- What the exercise asks
Will you give every entry again exactly as it stands?

[Dataset records about object locations]
Start
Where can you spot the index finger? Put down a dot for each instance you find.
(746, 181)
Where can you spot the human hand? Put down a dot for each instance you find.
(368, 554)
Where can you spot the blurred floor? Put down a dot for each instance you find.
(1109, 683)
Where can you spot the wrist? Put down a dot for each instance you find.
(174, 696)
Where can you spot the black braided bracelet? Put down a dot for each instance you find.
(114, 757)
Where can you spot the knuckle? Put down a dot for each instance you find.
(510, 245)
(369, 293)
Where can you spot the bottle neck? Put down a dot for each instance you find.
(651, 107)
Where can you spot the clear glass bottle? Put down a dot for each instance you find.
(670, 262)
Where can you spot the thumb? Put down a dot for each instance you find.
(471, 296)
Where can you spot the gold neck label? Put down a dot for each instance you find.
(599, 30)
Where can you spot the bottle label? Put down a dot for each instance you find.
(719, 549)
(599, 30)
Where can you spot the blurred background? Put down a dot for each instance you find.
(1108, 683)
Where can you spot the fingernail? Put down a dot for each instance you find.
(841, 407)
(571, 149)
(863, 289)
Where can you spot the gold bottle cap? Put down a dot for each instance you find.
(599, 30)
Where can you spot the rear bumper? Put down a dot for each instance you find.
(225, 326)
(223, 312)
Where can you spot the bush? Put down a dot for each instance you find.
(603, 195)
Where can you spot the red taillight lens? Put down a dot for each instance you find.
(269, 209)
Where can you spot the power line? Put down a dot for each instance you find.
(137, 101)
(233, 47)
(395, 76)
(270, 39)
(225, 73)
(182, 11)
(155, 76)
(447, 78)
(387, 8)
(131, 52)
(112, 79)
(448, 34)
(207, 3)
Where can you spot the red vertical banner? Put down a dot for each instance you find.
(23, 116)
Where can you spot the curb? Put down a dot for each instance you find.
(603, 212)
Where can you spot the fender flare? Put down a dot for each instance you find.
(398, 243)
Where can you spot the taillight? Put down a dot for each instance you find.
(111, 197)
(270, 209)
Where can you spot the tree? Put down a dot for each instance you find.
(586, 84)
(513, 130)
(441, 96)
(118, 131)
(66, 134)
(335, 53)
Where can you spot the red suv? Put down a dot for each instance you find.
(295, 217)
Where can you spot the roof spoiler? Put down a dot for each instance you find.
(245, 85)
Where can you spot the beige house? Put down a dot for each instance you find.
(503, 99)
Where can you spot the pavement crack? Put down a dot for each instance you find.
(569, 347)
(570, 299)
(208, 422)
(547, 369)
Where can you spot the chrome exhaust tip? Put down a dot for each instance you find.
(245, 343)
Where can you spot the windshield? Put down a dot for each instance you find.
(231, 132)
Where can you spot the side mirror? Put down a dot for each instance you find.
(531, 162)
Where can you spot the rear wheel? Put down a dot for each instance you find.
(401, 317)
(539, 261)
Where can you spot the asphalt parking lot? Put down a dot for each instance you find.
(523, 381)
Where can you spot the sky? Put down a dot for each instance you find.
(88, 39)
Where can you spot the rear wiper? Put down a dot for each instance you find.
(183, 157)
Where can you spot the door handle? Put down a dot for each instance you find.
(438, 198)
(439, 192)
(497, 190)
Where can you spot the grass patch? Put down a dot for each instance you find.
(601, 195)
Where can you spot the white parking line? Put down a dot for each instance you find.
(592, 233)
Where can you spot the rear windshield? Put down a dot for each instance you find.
End
- Written response
Where can you spot the index finger? Put down a dot for each instance you find.
(746, 181)
Where can you spot the human hand? Put down a dot for each instance you find.
(368, 554)
Where can you spot the blurred floor? Put down a dot for each instance you find.
(1109, 683)
Where can you spot the wrist? Put down a dot for each instance you find.
(174, 696)
Where can you spot the black braided bracelet? Put down a dot for each instance you find.
(114, 757)
Where can you spot the knuckle? Put down a dot for each instance you find.
(510, 245)
(369, 293)
Where can you spot the bottle neck? Put down a dot for each instance you find.
(651, 107)
Where can you spot the clear glass bottle? Put down a dot for each instance you find.
(670, 262)
Where can you spot the thumb? Put down a dot for each instance you find.
(471, 296)
Where can you spot the gold neck label? Put down a dot for each instance you find.
(599, 30)
Where can you spot the bottle label? Put down a dot for each instance you find.
(719, 549)
(599, 30)
Where can you spot the blurred background? Put down a dot for each instance you find.
(1108, 683)
Where can you spot the fingernail? Put down a dot for each instance you find.
(841, 407)
(571, 149)
(863, 289)
Where can you spot the gold bottle cap? Put down a dot for each instance you find.
(599, 30)
Where can you spot the rear bumper? Put down a dot for each instance you find.
(225, 326)
(223, 312)
Where can you spot the bush? Put down a dot for each instance you find.
(603, 195)
Where can you spot the red taillight lens? Put down a dot for each instance you find.
(269, 209)
Where can you spot the power line? Put down a dot for each instance you find.
(137, 101)
(233, 47)
(395, 76)
(270, 39)
(225, 73)
(182, 11)
(155, 76)
(447, 78)
(387, 8)
(131, 52)
(112, 79)
(448, 34)
(207, 3)
Where can you spot the red vertical banner? Put down a dot for each instance you find.
(23, 116)
Where can you spot the curb? Put down a dot for each instance you find.
(603, 212)
Where can you spot the fender flare? Put down a dot for each instance you find.
(398, 243)
Where can you spot the taillight? Put down a dot for each instance you find.
(111, 197)
(270, 209)
Where can you spot the tree? Put down a dot for each instance you find.
(586, 84)
(513, 130)
(441, 96)
(118, 131)
(66, 134)
(335, 53)
Where can you spot the red suv? Put down a dot for each instance you find.
(295, 217)
Where can you spot the roof spoiler? Put down a dot for each instance you find.
(245, 85)
Where can you spot the beige house? Put down a dot for each instance you find.
(503, 99)
Where can you spot the pavement crack? Put down a dot for each instance you find.
(569, 347)
(570, 299)
(208, 422)
(547, 369)
Where can you spot the chrome exhaust tip? Put down a dot for each instance you find.
(245, 343)
Where can you spot the windshield? Put down a dot for each instance you find.
(231, 132)
Where can you spot the side mirror? Put down a dot for each instance you find.
(531, 162)
Where can you spot the rear wheel? Put down a dot for each instance you find.
(401, 317)
(539, 261)
Where can you spot the asphalt parking lot? Put down a dot for each instance you find.
(523, 381)
Where can you spot the sky? Put down a dot for each instance you find.
(88, 39)
Where can you spot the rear wiper? Put down a dot for each instance you find.
(183, 157)
Where can you spot the door handle? Put down a dot for each instance you find.
(438, 198)
(439, 192)
(497, 190)
Where can you spot the grass patch? Put down a dot for each instance you find.
(601, 195)
Where can you spot the white parking line? Put down a dot for each instance you find.
(592, 233)
Where can you spot the rear windshield? Put down a dot for each instance you find.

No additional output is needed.